* **Task to carry out**:
Copy out each entry below verbatim, skipping the images.

* **Saved entries**:
+ + +
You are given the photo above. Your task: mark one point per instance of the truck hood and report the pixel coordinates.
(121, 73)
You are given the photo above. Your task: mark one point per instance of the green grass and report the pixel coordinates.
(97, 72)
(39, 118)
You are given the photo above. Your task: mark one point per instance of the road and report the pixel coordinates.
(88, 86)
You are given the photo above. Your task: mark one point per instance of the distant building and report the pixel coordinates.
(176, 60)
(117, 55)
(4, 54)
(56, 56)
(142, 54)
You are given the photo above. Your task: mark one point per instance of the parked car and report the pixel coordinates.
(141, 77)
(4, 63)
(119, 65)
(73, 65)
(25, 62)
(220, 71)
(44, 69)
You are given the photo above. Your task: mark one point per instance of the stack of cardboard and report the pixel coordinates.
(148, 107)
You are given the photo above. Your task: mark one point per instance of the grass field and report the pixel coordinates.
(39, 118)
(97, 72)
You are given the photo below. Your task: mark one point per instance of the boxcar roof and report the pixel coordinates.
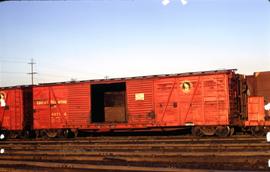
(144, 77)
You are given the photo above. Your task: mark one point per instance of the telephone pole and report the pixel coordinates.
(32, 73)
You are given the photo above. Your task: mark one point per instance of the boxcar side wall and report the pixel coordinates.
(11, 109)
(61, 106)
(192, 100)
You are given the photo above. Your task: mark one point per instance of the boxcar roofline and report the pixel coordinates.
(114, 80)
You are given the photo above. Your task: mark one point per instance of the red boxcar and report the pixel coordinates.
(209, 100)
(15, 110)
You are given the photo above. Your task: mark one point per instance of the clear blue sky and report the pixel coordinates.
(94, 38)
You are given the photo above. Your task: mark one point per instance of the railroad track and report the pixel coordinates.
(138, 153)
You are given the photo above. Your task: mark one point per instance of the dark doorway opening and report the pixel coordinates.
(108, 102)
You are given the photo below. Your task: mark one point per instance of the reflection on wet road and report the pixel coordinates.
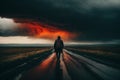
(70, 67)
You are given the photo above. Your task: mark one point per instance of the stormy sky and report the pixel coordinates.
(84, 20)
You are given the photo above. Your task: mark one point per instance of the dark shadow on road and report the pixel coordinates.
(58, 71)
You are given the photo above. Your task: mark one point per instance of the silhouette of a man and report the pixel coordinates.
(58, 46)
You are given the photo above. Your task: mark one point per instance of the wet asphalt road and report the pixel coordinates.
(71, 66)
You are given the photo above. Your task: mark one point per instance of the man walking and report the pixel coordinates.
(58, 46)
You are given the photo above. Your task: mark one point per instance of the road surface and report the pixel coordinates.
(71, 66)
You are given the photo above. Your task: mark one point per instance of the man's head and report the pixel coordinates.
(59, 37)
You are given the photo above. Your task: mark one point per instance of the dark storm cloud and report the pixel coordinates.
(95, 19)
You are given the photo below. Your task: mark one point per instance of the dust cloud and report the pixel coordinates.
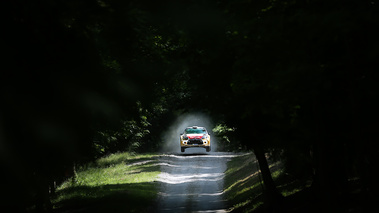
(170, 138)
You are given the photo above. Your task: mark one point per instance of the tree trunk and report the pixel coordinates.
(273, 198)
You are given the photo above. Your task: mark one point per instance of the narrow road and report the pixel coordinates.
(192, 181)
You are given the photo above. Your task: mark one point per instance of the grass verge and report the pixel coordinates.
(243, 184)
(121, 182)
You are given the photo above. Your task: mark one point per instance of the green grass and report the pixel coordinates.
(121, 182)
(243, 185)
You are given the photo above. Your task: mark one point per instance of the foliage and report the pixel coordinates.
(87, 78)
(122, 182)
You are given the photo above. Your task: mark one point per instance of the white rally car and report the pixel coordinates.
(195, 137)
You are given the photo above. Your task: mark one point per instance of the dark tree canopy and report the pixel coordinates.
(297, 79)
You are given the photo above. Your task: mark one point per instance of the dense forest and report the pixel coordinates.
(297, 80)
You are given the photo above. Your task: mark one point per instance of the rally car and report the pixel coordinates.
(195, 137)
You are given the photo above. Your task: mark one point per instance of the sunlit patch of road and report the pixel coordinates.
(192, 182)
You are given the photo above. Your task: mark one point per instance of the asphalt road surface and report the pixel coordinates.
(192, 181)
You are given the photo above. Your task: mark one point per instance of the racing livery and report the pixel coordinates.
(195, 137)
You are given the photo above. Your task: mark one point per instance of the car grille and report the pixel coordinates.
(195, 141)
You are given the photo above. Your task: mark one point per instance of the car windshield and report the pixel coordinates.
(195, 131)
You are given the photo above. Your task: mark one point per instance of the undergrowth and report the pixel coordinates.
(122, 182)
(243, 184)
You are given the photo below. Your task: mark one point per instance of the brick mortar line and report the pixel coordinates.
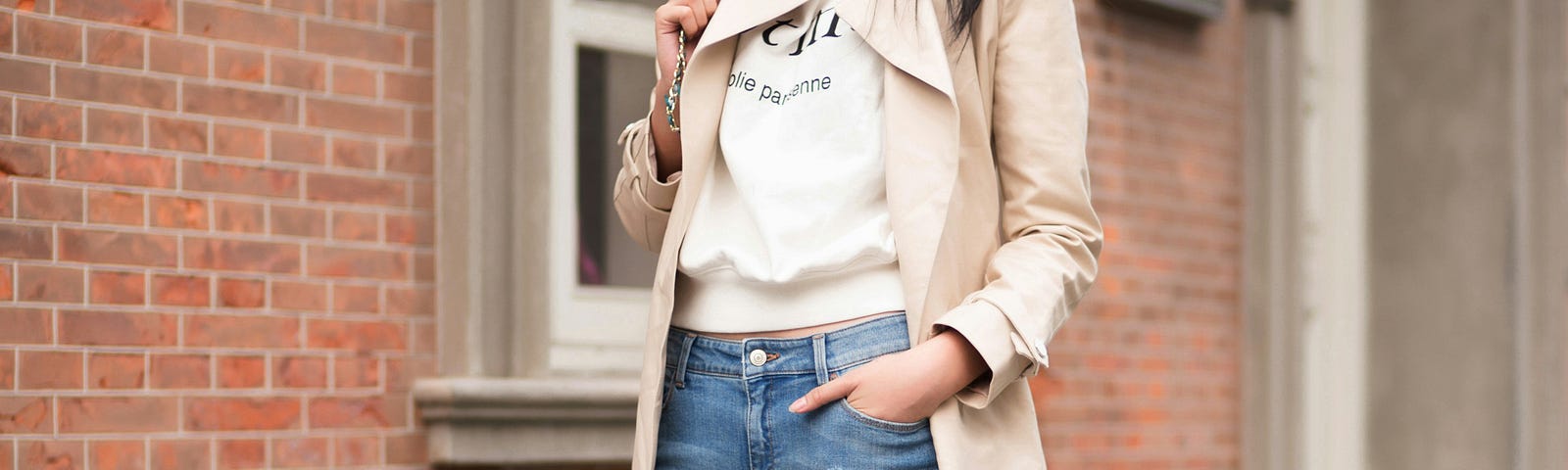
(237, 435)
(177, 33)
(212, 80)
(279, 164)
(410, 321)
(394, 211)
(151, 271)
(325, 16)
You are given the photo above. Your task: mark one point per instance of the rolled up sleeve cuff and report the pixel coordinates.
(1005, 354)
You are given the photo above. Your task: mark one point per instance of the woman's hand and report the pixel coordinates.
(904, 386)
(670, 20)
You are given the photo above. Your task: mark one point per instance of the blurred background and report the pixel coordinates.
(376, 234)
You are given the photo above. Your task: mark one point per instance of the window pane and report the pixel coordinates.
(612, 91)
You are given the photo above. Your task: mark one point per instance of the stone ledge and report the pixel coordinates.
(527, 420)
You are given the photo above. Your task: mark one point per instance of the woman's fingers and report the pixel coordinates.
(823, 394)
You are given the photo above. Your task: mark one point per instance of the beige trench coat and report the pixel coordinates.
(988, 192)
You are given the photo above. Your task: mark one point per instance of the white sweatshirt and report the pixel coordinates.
+ + +
* **Output for this task**:
You are given the photo above. Your task: mark one point per instance of the truck hood and report the pixel coordinates.
(121, 73)
You are given the photo above. Your task: mark one point per instance of the green grass and report the pixel coordinates.
(97, 72)
(39, 118)
You are given the photo above. Your task: mark one point per instance of the road and report the pixel coordinates.
(88, 86)
You are given the photo above. Your task: mark one point per instance of the distant building and report the pixel coordinates.
(176, 60)
(117, 55)
(4, 54)
(56, 56)
(142, 54)
You are given the photo above. Your task: mark one point per instance of the parked car and report the pixel coordinates.
(141, 77)
(4, 63)
(119, 65)
(73, 65)
(25, 62)
(220, 71)
(44, 69)
You are given the photo above. Your task: mark one point per instance of the stack of cardboard and report the pixel coordinates.
(148, 107)
You are given the photo above. Your task: mark one point per instance of the grass field and report the pixel coordinates.
(39, 118)
(97, 72)
You are given the photo below. Your task: mark one point per instance of the boxcar roof and report the pixel coordinates.
(144, 77)
You are given the photo above. Your task: mark one point per instance of the telephone pole and report the pixel coordinates.
(32, 73)
You are given the photo above. Your task: mark one point per instance of the boxcar side wall and report the pixel coordinates.
(11, 109)
(61, 106)
(192, 100)
You are given the photo above. Your task: mark one point per instance of the boxcar roofline and report the pixel coordinates.
(114, 80)
You are given the photo above. Your task: mark one point per instance of the red boxcar and report the pixel coordinates.
(209, 100)
(15, 110)
You are given the photo above. Your task: mark one point per instance of the clear blue sky and report the pixel coordinates.
(94, 38)
You are given the photo above. Your task: mark one point per instance of the railroad track and report the pixel coordinates.
(138, 153)
You are given the photo above. Your task: mark one point per instance of the dark doorway opening and report the pixel coordinates.
(108, 102)
You are given the photo below. Your task: mark one point per instance of the reflection on wet road and report the pixel coordinates.
(70, 67)
You are given the photo above. Your task: mark one point per instance of the stormy sky and report the pixel coordinates.
(84, 20)
You are given the photo above. Your task: mark one point per instance of the dark shadow on road and report the pixel coordinates.
(58, 71)
You are given the photo above. Your task: mark one point per instance of the silhouette of a man and report the pixel coordinates.
(58, 46)
You are given the photo above. Your task: mark one point per instance of the wet asphalt road and report the pixel coordinates.
(71, 66)
You are given the photo above. Your task: mark one point per instance of the man walking and report the pixel coordinates.
(58, 46)
You are given the photo above. Your task: mark one point per instance of the road surface and report the pixel coordinates.
(71, 66)
You are given the photo above. Your task: mark one point per instance of the man's head and report the pixel coordinates.
(59, 37)
You are given the photo above. Your task: mark one point per instance of the dark storm cloud and report the pixel coordinates.
(95, 19)
You are given the photo below. Your task: mark one point per instance of the dust cloud and report the pixel coordinates.
(170, 138)
You are given the photo above. Your task: mark one point per instance of the tree trunk and report the pixel coordinates.
(273, 198)
You are given the photo above. Your task: mark one point per instance of the narrow road and report the pixel coordinates.
(192, 181)
You are given the photo above. Your task: mark one point per instance of the grass verge and report the pixel coordinates.
(243, 184)
(121, 182)
You are given the photo above. Your task: mark one point per instance of the green grass and report the pixel coordinates.
(121, 182)
(243, 185)
You are given the photo above. Your task: mark one point per instance of the foliage and report the pixel coordinates.
(87, 78)
(122, 182)
You are given the photo above. Your task: mark one point per instance of the white rally car and report the pixel coordinates.
(195, 137)
You are given the photo above. Your task: mark one point per instance of the dark tree canopy and report the pixel coordinates.
(297, 79)
You are given the photo above. Your task: mark one point per instance of the dense forest and report the pixel coordinates.
(297, 80)
You are given the photo above. Your task: mark one point per instance of the rally car and report the pixel coordinates.
(195, 137)
You are given the photo above. Your task: mark one point per instance of the sunlit patch of road and report the pixel coordinates.
(192, 182)
You are given the photo above. Your task: mark one point per instance of the asphalt road surface and report the pixel coordinates.
(192, 181)
You are given the photo above. Your task: mark one point per instance of the racing livery and report the pixel coordinates.
(195, 137)
You are given the photo above. Your task: mark one point per instance of the car grille and report the pixel coordinates.
(195, 141)
You are given the photo above. Your task: mark one point per instance of the car windshield and report the pixel coordinates.
(195, 131)
You are given the photo above. Your task: mark one point per instance of the undergrowth and report the pixel coordinates.
(122, 182)
(243, 184)
You are given the photo below. Your task: mark one point per instance of the brick mortar line and report the pixel coordinates.
(237, 435)
(177, 33)
(212, 80)
(279, 164)
(410, 321)
(394, 211)
(151, 271)
(325, 16)
You are given the photo above. Your task: mark one point per instance of the rolled up sleeve cuff and report the pixel coordinates.
(1005, 354)
You are given the photo above. Your task: mark one point per instance of the woman's hand and report the pixel coordinates.
(904, 386)
(670, 20)
You are given the photo above. Your task: mark one point per instance of the blurred background and report the pixel coordinates.
(376, 234)
You are given the photo above. Your task: mark one point per instance of the window pane and report the pixel coordinates.
(612, 91)
You are given the photo above. Your task: mark one point per instance of the stone ledge and report the pixel coordinates.
(527, 420)
You are given the photo above. Your task: mark one point per instance of the woman's fingers and report the pixel coordinates.
(823, 394)
You are given the photo above. Your task: mark one point per instance of the beige trench coat and report the pixel coordinates.
(988, 192)
You are given the photo above. Your task: mark one point per instance of the white sweatshirt and report the pixel coordinates.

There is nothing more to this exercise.